» **EXERCISE**
Please give the data below again in full, exactly as it stands.

-- BEGIN ROWS --

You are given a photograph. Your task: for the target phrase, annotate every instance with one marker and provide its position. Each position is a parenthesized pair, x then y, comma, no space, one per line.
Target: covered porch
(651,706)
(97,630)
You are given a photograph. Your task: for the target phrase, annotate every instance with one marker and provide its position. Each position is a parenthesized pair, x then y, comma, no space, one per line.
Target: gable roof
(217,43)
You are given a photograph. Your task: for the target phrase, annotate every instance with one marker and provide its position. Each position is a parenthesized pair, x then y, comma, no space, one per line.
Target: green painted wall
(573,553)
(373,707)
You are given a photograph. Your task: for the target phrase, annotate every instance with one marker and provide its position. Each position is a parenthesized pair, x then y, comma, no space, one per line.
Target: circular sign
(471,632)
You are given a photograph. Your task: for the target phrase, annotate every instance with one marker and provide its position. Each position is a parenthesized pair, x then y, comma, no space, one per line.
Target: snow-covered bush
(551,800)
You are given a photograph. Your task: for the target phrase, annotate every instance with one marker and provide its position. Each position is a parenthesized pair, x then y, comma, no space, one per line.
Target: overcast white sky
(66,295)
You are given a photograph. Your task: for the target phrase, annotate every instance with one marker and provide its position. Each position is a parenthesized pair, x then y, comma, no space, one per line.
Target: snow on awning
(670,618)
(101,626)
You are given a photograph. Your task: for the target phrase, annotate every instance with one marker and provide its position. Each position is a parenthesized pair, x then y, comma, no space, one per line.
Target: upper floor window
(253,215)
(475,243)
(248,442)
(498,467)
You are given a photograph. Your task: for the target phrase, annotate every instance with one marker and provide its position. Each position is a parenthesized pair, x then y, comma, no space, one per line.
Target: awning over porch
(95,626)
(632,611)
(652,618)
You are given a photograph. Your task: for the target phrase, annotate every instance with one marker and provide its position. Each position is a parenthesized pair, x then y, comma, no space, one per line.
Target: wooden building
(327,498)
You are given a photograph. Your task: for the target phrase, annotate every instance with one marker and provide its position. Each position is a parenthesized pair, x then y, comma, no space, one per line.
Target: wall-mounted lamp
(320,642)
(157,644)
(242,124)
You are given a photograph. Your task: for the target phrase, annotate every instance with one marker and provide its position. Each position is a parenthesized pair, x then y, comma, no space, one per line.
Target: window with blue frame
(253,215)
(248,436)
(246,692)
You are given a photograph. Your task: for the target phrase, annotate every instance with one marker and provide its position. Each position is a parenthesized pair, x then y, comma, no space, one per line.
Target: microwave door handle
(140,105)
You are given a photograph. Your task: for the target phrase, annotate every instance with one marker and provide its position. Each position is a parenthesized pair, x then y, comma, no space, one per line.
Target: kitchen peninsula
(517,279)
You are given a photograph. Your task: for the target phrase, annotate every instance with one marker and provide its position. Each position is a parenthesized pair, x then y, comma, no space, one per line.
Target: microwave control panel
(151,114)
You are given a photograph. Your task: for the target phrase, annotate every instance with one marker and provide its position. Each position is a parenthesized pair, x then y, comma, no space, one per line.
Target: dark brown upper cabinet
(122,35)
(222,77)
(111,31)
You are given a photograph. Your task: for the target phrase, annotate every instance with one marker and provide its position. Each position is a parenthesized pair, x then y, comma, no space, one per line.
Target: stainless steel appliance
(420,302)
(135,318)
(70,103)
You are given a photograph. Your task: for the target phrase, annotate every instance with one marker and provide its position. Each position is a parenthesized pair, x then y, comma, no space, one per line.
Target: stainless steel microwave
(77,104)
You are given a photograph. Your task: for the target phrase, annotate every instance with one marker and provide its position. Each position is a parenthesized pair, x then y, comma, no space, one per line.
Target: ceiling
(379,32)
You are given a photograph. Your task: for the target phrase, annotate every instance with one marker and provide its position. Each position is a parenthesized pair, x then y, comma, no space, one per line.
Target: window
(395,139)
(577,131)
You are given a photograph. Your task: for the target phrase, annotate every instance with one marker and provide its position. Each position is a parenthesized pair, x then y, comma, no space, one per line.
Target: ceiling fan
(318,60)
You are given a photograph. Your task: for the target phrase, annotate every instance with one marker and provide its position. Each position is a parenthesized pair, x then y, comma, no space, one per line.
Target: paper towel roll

-- END ROWS --

» **RESPONSE BELOW**
You are given a photograph. Your task: for the target phrase, annotate every instance with one marker and provide its position. Each position is a parenthesized pair, x then y, comma, no space, one per line.
Target: covered porch
(651,706)
(97,630)
You are given a photograph. Your task: for the target phrase, annotate every instance with one marker and provide its position. Each position is a parenthesized pair, x then y, comma, no space, one per line.
Target: gable roof
(217,43)
You are given a photograph. Your task: for the target phrase, annotate every instance with one marker and provide its position. Each position is a parenthesized pair, x then y, comma, no space, one per line.
Target: green painted wall
(573,553)
(373,707)
You are given a photograph. Your task: for the target phrase, annotate every instance with one marker and provide its position. Each position is a parenthesized pair, x then y, comma, no space, one per line.
Target: circular sign
(471,632)
You are given a photograph. Your task: for the target phrase, annotate every instance with one marker and provide its position. Each position is a parenthesized pair, x then y, comma, no space, one per line.
Target: snow-covered bush
(551,800)
You are given a photograph. Your task: for the target phrase, annotate every instance with one marker and provide its position. Each position is a parenthesized pair, x then y, comma, no space, one per line.
Target: overcast white sky
(66,295)
You are given a photograph. Your task: for the target phrase, annotate every instance with one marker and provide its position. Each position is a parenthesized pair, x then y, comma, no space, one per line.
Target: snow on awning
(670,618)
(101,626)
You are given a photograph. Your task: for the target phrase, annotate every instance with one marker and provide its position. Each position is a parenthesized pair, x then y, comma, no space, one per line.
Target: upper floor window
(253,215)
(475,243)
(248,442)
(498,467)
You are given a photograph. Your task: for the target phrase, annotate every instance with one marker and provide its position. Each position is a parenthesized pair, x then y, comma, no space, one per line.
Target: awning over porch
(95,626)
(632,611)
(652,618)
You are given a photograph. Your task: for the target phrase, annotate every instance with one marker and provide its position. Each position is a parenthesized pair, x then y, comma, no space, one per line.
Target: wooden building
(327,498)
You are given a photograph. Your task: for the target phrase, annotate every instance with one marker and provide its position. Each position is a parenthesized pair, x then y, comma, no space, one per line.
Target: wall-mounted lamp
(320,642)
(157,644)
(242,124)
You are given a photograph. Your task: for the target phrase, annotate every instance with one marker and provide its position. Each position is a parenthesized pair, x then y, comma, no space, one per line.
Target: window with blue frame
(253,215)
(248,436)
(246,692)
You are given a photograph. Your task: for the target phrase, annotate every instance with one marker and provide its position. Each position is a parenthesized pair, x then y, comma, no space, one per line.
Target: microwave door handle
(140,105)
You are given a photograph. Your task: for the target phrase, annotate every instance with one marker and provide its position. Each position is a parenthesized pair, x then y, comma, no space, one per line.
Target: kitchen peninsula
(517,279)
You are given a photograph. Your task: for the target phrase, annotate every instance with one marker and provide its position. Each position is a parenthesized pair, x then y, comma, no space, one per line.
Target: microwave control panel
(151,114)
You are given a photograph. Your task: for the target phrase, annotate every instance with one marker and provide its position. Each position is a parenthesized pair, x then y, comma, no space, one per line.
Target: dark brown upper cabinet
(122,35)
(222,77)
(111,31)
You are given a photograph. Your task: for the target phrase, annotate every instance with one marker and provide its position. Each position is a parenthesized pair, x then y, comma, no space, one per line.
Target: stainless steel appliance
(420,302)
(135,318)
(70,103)
You are given a photograph. Your task: for the target phrase, annotate every instance with one marker and provide its position. Each position is a parenthesized pair, x then y, comma, no space, one per line.
Target: stainless steel microwave
(77,104)
You are given a photograph. Your task: for the target phrase, annotate every instance with one marker and provide its position. Each position is a parenthesized pair, x then y, comma, no space, one per line.
Target: ceiling
(379,32)
You are given a photograph. Your task: for the target phrase, annotate every instance with one marker and provide its position. Each position is a parenthesized pair, x then y, comma, no space, one per line.
Target: window
(395,139)
(577,131)
You are given a photograph. Your task: for the target phrase, annotate every instance with one marker and provide its position. Each position is a parenthesized pair, x then y, comma, no space, one per line.
Target: ceiling fan
(318,60)
You are given a photograph. Your task: for the target phrase, annotate every instance with one marker and provide its position. Each position is a parenthesized pair, x then y, comma, no space, one per line.
Target: paper towel roll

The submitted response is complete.